## Description of the task
List every line in this data where the string "ridge" occurs.

***

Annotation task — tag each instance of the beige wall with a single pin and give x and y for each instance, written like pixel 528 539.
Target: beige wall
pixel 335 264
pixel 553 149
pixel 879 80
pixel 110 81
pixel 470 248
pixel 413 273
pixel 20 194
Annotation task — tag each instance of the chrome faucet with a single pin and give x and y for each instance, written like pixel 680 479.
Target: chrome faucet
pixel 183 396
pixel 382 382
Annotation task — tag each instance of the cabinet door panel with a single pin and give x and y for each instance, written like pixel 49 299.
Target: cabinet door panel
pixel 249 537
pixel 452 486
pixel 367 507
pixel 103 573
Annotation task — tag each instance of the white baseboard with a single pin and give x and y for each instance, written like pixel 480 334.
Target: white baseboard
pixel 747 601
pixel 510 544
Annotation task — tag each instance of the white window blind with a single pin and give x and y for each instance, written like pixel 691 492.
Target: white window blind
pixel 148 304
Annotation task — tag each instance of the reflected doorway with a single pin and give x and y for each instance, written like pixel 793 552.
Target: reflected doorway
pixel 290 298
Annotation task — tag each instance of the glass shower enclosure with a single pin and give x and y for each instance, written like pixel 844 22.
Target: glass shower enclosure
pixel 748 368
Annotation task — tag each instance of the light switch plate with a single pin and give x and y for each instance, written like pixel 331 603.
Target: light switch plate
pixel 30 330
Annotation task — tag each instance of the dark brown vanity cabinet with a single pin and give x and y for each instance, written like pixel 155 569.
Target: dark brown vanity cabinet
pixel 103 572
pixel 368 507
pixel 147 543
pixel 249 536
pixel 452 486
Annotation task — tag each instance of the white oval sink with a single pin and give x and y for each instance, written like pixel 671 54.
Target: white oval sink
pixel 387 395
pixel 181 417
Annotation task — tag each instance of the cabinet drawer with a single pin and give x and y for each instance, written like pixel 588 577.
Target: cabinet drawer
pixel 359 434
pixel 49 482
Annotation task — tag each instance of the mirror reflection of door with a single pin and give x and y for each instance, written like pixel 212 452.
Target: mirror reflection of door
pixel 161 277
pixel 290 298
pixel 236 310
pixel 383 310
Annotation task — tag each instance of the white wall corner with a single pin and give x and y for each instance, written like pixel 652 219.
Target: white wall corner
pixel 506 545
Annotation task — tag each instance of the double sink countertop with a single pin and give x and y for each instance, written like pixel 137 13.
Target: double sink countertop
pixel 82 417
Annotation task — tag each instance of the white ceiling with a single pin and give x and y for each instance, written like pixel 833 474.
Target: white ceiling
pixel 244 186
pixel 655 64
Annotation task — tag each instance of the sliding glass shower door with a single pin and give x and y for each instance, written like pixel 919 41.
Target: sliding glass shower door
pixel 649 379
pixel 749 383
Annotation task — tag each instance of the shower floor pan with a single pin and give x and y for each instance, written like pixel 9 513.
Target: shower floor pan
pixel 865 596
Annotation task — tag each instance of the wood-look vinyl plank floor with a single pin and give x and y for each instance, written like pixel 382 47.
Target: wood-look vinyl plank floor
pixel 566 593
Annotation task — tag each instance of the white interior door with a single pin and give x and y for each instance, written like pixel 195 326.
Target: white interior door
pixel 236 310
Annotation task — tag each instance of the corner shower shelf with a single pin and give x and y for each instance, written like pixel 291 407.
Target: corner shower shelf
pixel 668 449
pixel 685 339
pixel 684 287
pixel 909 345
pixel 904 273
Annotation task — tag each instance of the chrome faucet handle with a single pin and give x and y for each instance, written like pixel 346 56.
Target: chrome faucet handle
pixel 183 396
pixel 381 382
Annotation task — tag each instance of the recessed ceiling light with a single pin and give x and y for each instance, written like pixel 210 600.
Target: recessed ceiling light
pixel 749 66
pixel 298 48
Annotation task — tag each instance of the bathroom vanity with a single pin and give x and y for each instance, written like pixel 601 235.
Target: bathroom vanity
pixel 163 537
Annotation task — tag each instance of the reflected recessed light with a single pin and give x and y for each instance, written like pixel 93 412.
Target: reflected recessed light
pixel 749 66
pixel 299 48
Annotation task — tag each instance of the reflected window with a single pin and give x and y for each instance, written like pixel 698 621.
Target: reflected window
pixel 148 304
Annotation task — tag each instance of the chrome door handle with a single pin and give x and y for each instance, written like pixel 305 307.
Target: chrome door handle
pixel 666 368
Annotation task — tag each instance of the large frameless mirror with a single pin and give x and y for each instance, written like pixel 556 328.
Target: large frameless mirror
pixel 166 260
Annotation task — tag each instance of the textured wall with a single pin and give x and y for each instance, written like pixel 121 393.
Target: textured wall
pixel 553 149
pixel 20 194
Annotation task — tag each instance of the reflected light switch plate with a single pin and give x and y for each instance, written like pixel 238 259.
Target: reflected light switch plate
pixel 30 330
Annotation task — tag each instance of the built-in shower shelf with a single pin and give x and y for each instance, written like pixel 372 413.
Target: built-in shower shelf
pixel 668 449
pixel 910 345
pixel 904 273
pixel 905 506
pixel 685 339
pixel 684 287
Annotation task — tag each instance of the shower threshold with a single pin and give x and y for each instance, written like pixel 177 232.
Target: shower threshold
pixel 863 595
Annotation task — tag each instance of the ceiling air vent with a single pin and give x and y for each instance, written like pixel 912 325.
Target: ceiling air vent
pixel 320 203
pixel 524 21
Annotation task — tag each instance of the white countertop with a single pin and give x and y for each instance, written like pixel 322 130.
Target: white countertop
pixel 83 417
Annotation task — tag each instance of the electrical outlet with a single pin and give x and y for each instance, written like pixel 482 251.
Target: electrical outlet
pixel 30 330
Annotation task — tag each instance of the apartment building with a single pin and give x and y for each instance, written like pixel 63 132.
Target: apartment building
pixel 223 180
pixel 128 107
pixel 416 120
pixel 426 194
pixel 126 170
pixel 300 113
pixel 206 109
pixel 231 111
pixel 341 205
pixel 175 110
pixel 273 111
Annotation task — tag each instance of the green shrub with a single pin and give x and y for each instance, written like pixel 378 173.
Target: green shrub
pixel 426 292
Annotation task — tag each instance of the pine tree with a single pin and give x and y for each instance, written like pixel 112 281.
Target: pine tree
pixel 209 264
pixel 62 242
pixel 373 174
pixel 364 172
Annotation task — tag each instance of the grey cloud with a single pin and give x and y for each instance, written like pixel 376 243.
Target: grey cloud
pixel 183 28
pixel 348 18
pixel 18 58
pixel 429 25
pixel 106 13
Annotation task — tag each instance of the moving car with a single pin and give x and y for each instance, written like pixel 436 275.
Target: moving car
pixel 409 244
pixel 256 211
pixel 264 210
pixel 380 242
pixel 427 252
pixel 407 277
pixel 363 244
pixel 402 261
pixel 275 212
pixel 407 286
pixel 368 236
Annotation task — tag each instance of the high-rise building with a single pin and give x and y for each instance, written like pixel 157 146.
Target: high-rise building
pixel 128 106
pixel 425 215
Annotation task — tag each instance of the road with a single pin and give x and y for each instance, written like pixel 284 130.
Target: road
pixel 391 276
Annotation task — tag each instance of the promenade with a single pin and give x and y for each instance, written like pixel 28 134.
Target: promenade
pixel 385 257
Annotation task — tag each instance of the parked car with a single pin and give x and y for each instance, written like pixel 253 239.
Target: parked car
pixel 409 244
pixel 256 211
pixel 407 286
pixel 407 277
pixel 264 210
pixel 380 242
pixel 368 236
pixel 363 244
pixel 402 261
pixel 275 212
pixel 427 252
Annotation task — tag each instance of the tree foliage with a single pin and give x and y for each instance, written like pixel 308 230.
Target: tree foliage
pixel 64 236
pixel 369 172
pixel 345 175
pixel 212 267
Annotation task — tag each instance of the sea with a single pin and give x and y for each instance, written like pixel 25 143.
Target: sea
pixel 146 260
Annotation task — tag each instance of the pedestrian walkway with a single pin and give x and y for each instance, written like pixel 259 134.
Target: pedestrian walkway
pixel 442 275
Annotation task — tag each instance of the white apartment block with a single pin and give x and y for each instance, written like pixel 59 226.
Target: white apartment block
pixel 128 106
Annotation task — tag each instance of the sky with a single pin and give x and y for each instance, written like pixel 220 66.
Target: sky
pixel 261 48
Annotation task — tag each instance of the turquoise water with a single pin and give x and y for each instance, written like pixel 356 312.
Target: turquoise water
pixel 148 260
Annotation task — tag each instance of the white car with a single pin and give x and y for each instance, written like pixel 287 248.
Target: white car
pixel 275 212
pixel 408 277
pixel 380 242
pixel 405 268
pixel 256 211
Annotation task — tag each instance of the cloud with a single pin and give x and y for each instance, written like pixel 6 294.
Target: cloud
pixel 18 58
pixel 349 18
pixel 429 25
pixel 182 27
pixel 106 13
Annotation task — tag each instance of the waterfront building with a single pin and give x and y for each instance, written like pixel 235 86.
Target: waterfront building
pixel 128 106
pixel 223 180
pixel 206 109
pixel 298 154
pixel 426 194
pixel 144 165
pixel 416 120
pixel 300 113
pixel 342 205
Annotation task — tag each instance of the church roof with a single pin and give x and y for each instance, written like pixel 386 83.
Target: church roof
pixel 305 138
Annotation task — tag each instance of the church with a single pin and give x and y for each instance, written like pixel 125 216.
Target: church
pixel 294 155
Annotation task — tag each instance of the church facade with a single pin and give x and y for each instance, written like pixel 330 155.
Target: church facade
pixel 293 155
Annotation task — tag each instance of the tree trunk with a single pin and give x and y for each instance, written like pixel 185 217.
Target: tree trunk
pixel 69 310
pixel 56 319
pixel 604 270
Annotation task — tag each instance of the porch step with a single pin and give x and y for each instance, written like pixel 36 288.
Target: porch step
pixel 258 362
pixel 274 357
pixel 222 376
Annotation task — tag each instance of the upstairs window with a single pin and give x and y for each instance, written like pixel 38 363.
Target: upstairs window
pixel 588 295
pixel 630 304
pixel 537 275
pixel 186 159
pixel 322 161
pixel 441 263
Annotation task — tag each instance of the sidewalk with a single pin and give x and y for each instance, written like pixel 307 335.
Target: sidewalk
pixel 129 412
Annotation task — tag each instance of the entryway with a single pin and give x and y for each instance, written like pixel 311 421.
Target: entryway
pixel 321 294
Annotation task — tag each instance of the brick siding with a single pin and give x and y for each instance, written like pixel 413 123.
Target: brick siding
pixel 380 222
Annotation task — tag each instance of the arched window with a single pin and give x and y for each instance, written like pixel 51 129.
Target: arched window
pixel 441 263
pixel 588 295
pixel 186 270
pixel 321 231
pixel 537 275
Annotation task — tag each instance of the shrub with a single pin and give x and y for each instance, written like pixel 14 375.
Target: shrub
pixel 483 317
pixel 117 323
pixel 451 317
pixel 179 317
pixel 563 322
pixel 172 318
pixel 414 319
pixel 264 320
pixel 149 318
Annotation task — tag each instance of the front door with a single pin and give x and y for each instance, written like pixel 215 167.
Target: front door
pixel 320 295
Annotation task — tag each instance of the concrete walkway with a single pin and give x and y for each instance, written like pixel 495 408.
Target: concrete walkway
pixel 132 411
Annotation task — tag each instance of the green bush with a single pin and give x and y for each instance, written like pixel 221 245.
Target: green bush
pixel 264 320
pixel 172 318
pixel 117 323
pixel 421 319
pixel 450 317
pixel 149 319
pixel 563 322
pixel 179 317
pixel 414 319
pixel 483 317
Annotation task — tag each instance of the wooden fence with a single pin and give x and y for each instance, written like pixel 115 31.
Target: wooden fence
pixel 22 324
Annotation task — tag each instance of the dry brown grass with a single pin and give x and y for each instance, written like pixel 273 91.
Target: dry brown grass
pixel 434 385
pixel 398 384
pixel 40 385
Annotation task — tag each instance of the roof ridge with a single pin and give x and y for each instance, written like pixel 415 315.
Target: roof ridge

***

## Solution to this exercise
Annotation task — tag each instance of the roof ridge with a single pin and give x and y for each instance, written like pixel 415 315.
Target: roof ridge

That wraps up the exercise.